## BRIEF A
In the shrimp tails thread, rewrite the paragraph that begins "Why do they leave the end of the shells" more briefly, keeping its main complaints.

## SOURCE EXTRACT
-- start --

# Shrimp Tails



## ctenidae (Dec 18, 2012)

Why do they leave the end of the shells on shrimp? It's a terrible pain in the ass, and doesn't help presentation. Plus, you lose the end of the shrimp, and get sauce all over your fingers.

Makes me angry.


----------



## Nick (Dec 18, 2012)

This is the question of our times.


----------



## Geoff (Dec 18, 2012)

First world problem


----------



## Puck it (Dec 18, 2012)

It is a handle, you dope!!!!


----------



## St. Bear (Dec 18, 2012)

ctenidae said:


> Plus, you lose the end of the shrimp, and get sauce all over your fingers.



You're doing it wrong.  The tails are a convenient holder that allow you to get maximum sauce-to-shrimp ratio.  It takes a delicate bite from years of practice, and the entire shrimp comes out, leaving just the empty shell.

Now, if you want to talk about why they leave the tails on in sauteed dishes and pasta, then I'm with you.


----------



## ctenidae (Dec 18, 2012)

St. Bear said:


> You're doing it wrong.  The tails are a convenient holder that allow you to get maximum sauce-to-shrimp ratio.  It takes a delicate bite from years of practice, and the entire shrimp comes out, leaving just the empty shell.
> 
> Now, if you want to talk about why they leave the tails on in sauteed dishes and pasta, then I'm with you.



I'm eating shrimp in a soup now, so, like pasta and sauteed dishes, that is the problem. It is a good handle for fried shrimp, I'll grant you that.

-- end --

## INPUT ROWS
-- start --

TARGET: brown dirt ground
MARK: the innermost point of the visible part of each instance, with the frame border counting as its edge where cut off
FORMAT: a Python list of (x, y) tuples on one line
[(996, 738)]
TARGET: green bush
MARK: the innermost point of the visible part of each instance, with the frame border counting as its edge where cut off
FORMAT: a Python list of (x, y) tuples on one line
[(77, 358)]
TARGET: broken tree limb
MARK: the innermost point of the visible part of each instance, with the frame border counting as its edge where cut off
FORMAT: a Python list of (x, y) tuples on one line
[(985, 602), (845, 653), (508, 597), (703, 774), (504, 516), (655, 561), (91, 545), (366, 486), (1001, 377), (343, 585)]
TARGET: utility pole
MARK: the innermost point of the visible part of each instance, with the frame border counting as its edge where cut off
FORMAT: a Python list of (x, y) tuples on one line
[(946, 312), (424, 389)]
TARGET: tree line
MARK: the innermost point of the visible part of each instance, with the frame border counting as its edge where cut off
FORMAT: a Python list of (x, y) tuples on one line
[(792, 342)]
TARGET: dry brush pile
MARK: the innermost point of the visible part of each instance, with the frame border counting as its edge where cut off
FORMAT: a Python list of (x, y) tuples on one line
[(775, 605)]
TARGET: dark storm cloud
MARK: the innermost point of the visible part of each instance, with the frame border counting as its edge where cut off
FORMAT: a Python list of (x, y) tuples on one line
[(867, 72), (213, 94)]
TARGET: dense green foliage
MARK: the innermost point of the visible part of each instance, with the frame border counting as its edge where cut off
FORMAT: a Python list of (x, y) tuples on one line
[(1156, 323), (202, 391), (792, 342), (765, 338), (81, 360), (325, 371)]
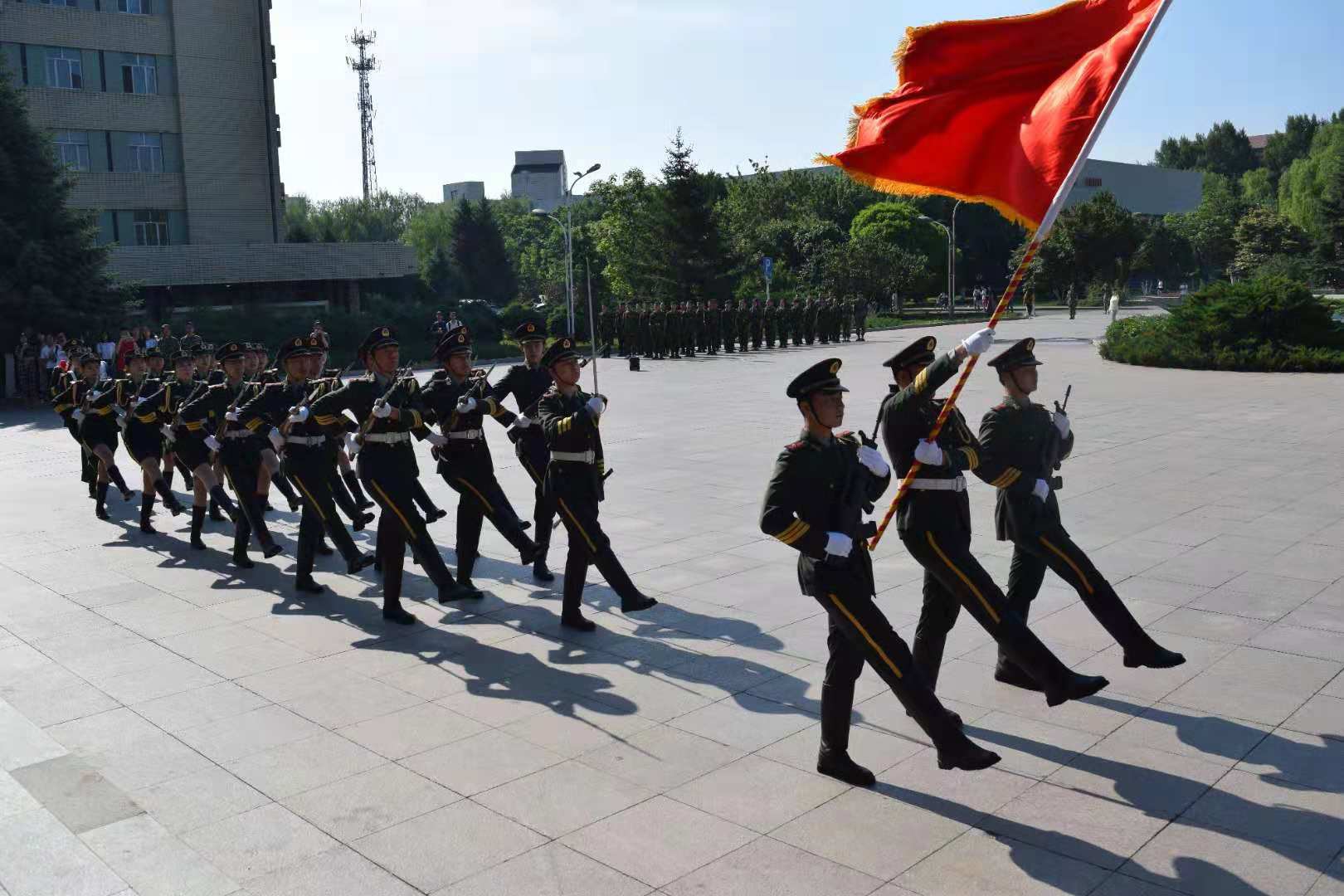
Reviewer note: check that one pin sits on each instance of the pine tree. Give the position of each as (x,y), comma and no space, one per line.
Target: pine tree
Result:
(695,262)
(51,268)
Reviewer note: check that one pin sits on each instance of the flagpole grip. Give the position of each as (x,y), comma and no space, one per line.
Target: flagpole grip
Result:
(962,382)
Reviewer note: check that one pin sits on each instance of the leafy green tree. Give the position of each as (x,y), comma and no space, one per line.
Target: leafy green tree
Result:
(1264,234)
(51,268)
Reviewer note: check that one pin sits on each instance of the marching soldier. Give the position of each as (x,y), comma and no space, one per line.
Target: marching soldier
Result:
(283,411)
(821,486)
(392,410)
(934,520)
(1016,436)
(569,419)
(455,399)
(199,419)
(527,383)
(145,429)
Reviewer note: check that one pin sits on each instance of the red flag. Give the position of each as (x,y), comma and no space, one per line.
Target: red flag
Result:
(996,110)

-- end --

## BRIEF B
Add -116 to both coordinates of every point in the answers of the records, and give those records again, requests included, from the line with "of the pine" through the end of the records.

## FINISHED ANSWER A
Why leave the shell ends on shrimp? They're a pain, don't help presentation, cost you the end of the shrimp, and get sauce on your fingers.

## FINISHED ANSWER B
Reviewer note: check that one pin sits on each instance of the pine tree. Give the position of each as (x,y), comma and no space, one per line.
Target: pine tree
Result:
(579,146)
(-65,152)
Reviewer note: check that one pin sits on each instance of the flagpole grip. Give the position of each as (x,y), comma and no space, one per line.
Target: flagpole grip
Result:
(846,266)
Reviewer note: check that one pin sits on each instance of the leafy green tree. Give the position of each as (x,y), comma and no space, one per line.
Target: leafy green tree
Result:
(1148,118)
(-65,152)
Reviewer note: check that one pin sits on each instance of the marching soldier. Give the position of each as (x,y), comma and no space, one per line.
Target: marching soldier
Result:
(167,295)
(705,370)
(276,294)
(818,404)
(900,320)
(453,303)
(339,283)
(83,303)
(411,267)
(29,313)
Reviewer note: check that one pin sits on each instance of the red flag. Give the position of each as (x,y), comma and no space, one per line.
Target: red flag
Result:
(880,-6)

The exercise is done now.